וּבְבֹא מֹשֶׁה אֶל-אֹהֶל מוֹעֵד, לְדַבֵּר אִתּוֹ, וַיִּשְׁמַע אֶת-הַקּוֹל מִדַּבֵּר אֵלָיו מֵעַל הַכַּפֹּרֶת אֲשֶׁר עַל-אֲרֹן הָעֵדֻת, מִבֵּין שְׁנֵי הַכְּרֻבִים; וַיְדַבֵּר, אֵלָיו.
Y cuando entraba Moshé en el tabernáculo de reunión, para hablar con Dios, oía la voz que le hablaba de encima del propiciatorio que estaba sobre el arca del testimonio, de entre los dos querubines; y hablaba con él. Bemidbar 7:89
Es sólo el último versículo de la parashá más larga de toda la Torá. Un último versículo que para muchos pasa desapercibido después de la dificultad de leer sobre los rituales que se administraban sobre una mujer que era sospechada de adulterio, o las leyes respecto de aquél que decidiera ser nazareo, apartado de la vida colectiva y mundana o de incluso la repetición de cada una de las ofrendas de cada uno de los príncipes de las tribus para la inauguración del Santuario.
Después de lidiar con la sospecha, el aislamiento y la ofrenda… llegamos a este versículo.

● **REQUISITOS DE LAS TAREAS**:
1) Sustituye "מֹשֶׁה" por "אַהֲרֹן" en el tramo del fragmento que va desde "וּבְבֹא מֹשֶׁה אֶל-אֹהֶל" hasta "הַכְּרֻבִים; וַיְדַבֵּר, אֵלָיו.", y reprodúcelo.
2) Indica si cada enunciado concuerda con el fragmento (sí o no) y cita las palabras del fragmento que lo deciden: (a) El versículo citado es el último de la parashá más larga de toda la Torá. (b) La voz le hablaba a Moshé desde debajo del arca del testimonio. (c) Para muchos, ese versículo pasa desapercibido.
Los registros constituyen un material independiente del fragmento.

● **CONJUNTO DE REGISTROS**:
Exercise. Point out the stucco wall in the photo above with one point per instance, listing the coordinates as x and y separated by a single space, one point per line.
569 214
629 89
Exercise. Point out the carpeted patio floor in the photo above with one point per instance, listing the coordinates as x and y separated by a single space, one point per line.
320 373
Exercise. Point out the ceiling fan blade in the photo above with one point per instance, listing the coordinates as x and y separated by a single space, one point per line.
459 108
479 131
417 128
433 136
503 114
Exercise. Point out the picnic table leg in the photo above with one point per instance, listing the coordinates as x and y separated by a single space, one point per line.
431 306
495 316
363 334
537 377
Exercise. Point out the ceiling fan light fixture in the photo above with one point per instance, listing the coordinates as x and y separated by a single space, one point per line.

● **RESPUESTAS POR TAREA**:
1)
וּבְבֹא אַהֲרֹן אֶל-אֹהֶל מוֹעֵד, לְדַבֵּר אִתּוֹ, וַיִּשְׁמַע אֶת-הַקּוֹל מִדַּבֵּר אֵלָיו מֵעַל הַכַּפֹּרֶת אֲשֶׁר עַל-אֲרֹן הָעֵדֻת, מִבֵּין שְׁנֵי הַכְּרֻבִים; וַיְדַבֵּר, אֵלָיו.

2)
(a) Sí: "Es sólo el último versículo de la parashá más larga de toda la Torá."
(b) No: "oía la voz que le hablaba de encima del propiciatorio que estaba sobre el arca del testimonio".
(c) Sí: "Un último versículo que para muchos pasa desapercibido".